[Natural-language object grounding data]
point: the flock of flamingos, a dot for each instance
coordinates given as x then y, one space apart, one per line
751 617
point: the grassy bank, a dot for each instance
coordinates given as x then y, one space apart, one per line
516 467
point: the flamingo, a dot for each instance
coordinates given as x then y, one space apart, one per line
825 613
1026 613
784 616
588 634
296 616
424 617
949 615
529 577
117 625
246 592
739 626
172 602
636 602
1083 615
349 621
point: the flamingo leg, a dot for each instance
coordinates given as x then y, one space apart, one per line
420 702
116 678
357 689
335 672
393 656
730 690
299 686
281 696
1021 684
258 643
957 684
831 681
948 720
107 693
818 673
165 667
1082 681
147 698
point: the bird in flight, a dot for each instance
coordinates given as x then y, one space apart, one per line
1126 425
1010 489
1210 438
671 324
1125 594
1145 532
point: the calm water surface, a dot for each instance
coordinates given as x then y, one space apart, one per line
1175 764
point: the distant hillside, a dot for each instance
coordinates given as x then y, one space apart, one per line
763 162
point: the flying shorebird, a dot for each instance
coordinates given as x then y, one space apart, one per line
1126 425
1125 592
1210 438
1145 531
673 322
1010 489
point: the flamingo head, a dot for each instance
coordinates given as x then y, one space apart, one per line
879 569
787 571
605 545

What this task involves →
Each line of the data must be retyped exactly.

Response for this exercise →
point: the flock of flamingos, a dot for each instance
coordinates given as x then y, one space apart, one per line
751 617
point: the grassy bank, a dot for each instance
coordinates given as x then y, one space apart, one per line
516 467
point: the flamingo, a dot for each instance
coordinates given as x then y, one space apart, one per line
825 613
1026 613
784 616
588 634
296 616
424 617
949 615
529 577
117 625
246 592
739 626
172 602
636 602
1083 615
349 621
point: the flamingo leg, a dot for each instance
coordinates given as x then y, one space apart, one per line
420 702
116 678
357 689
335 672
393 656
730 690
299 686
281 696
1021 684
258 643
957 684
831 681
948 720
107 693
818 673
165 667
1082 681
147 698
point: the bird in flight, a dot for each instance
coordinates given as x then y, one space apart, one per line
1126 425
1010 489
1210 438
671 324
1125 594
1145 532
point: the calm water surface, a dot for each instance
coordinates given as x then y, one space apart, one per line
1175 764
point: the distant hillside, a dot for each instance
coordinates given as x then y, one space apart, one per line
763 162
point: the flying shorebird, a dot for each instance
coordinates given as x then y, one space apart, one per line
1126 425
1125 592
1210 438
1145 531
673 322
1010 489
point: the flamingo head, a dot for each instance
coordinates given as x then y, one space apart, one per line
879 569
787 571
605 545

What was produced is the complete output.